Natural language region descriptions
Start of Block

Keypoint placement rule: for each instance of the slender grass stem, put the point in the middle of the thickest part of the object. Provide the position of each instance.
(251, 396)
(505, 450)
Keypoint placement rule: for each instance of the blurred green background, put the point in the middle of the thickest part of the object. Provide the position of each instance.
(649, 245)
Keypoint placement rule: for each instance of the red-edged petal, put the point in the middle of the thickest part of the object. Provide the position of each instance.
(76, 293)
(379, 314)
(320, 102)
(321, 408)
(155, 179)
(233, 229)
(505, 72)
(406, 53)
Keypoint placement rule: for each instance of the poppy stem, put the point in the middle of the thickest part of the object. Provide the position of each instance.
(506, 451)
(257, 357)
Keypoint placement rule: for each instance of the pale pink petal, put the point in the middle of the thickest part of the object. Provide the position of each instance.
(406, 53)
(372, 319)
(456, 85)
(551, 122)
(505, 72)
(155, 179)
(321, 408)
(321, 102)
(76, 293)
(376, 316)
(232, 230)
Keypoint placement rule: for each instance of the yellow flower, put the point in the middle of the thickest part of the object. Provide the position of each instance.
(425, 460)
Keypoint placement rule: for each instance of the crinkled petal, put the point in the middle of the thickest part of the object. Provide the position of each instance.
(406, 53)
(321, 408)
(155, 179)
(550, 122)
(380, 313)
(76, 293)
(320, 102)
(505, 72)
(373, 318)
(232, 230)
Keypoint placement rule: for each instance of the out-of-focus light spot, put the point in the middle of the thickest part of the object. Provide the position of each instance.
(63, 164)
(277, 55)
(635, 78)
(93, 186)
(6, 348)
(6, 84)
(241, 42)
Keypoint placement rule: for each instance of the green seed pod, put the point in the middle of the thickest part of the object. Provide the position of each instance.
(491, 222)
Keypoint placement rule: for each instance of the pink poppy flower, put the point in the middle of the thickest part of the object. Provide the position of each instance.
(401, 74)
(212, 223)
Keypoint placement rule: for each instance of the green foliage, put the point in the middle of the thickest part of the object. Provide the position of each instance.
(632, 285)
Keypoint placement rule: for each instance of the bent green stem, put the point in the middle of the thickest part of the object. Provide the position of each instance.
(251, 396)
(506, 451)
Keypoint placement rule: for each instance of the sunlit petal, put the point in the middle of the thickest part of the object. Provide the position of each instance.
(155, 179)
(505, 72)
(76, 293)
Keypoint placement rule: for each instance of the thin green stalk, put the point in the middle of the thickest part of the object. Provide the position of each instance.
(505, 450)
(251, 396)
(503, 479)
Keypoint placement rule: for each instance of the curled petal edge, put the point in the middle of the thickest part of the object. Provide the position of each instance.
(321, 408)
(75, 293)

End of Block

» **WHAT YOU NEED TO DO**:
Word for word, extract all the records.

» **THE COMPLETED TASK**:
Keypoint placement rule: for each instance of the slender grass stem, put the point in the middle of the thickest part of the object. Provide the position of each instance.
(251, 396)
(505, 450)
Keypoint placement rule: for each instance of the blurred green background, put the point in the middle of the thickest part of the object. Provide the position of each instance.
(649, 245)
Keypoint placement rule: for each instance of the red-edged petal, put the point in the middle of the thickest part of the object. Provide the position of each instance.
(76, 293)
(379, 314)
(320, 102)
(321, 408)
(155, 179)
(233, 229)
(505, 72)
(406, 53)
Keypoint placement rule: for each instance of the poppy stem, put the point in the middle of the thickest part of the object. Provide the position of each instance.
(506, 451)
(257, 357)
Keypoint placement rule: for each instance of the pale pink petal, put the point in the middle of the thickest part of the object. Provide the position of each instance.
(406, 53)
(372, 319)
(456, 85)
(551, 122)
(505, 72)
(155, 179)
(321, 408)
(321, 102)
(76, 293)
(376, 316)
(232, 230)
Keypoint placement rule: for each instance of the yellow flower, put the point in the middle of the thickest part of the object. Provide the position of each instance.
(425, 460)
Keypoint placement rule: for each instance of the crinkled petal, put the point in the middle of the thickest part of the object. Provide the position of each instance.
(406, 53)
(321, 408)
(155, 179)
(550, 122)
(380, 313)
(76, 293)
(320, 102)
(505, 72)
(373, 318)
(232, 230)
Keypoint placement rule: for each instance of the out-of-focus light spot, put the point in the middle of the thickest part of the object. Provide the position of each instance.
(63, 164)
(277, 55)
(635, 78)
(93, 186)
(6, 348)
(6, 84)
(241, 42)
Keypoint placement rule: for each instance of the green seed pod, put the point in the middle of the thickest part of the object. Provide the position of each instance.
(491, 222)
Keypoint placement rule: for each instance of the pink poppy flower, put the point in the middle of the thickest part of the object. Provide the position of each instance.
(401, 74)
(212, 223)
Keypoint placement rule: for each instance of the green foliage, put the point in the middle of the thickest part of the object. Provide the position of each instance.
(632, 285)
Keypoint placement rule: for each instance of the bent green stem, put the point in the middle of the thickest part of the object. Provide the position of each instance.
(251, 396)
(506, 451)
Keypoint placement rule: for each instance of the sunlit petal, put the point in the middle of the thickest part of the object. Provide the position of each instance.
(155, 179)
(505, 72)
(76, 293)
Keypoint placement rule: for each instance of the thin green stalk, put the point in the middle of the thickest part of the object. Provide the position of each instance.
(505, 450)
(251, 396)
(503, 479)
Keypoint placement rule: for each instance of the curled petal edge, put the point in the middle of the thickest part of the object. Provide the position of each instance.
(321, 408)
(75, 293)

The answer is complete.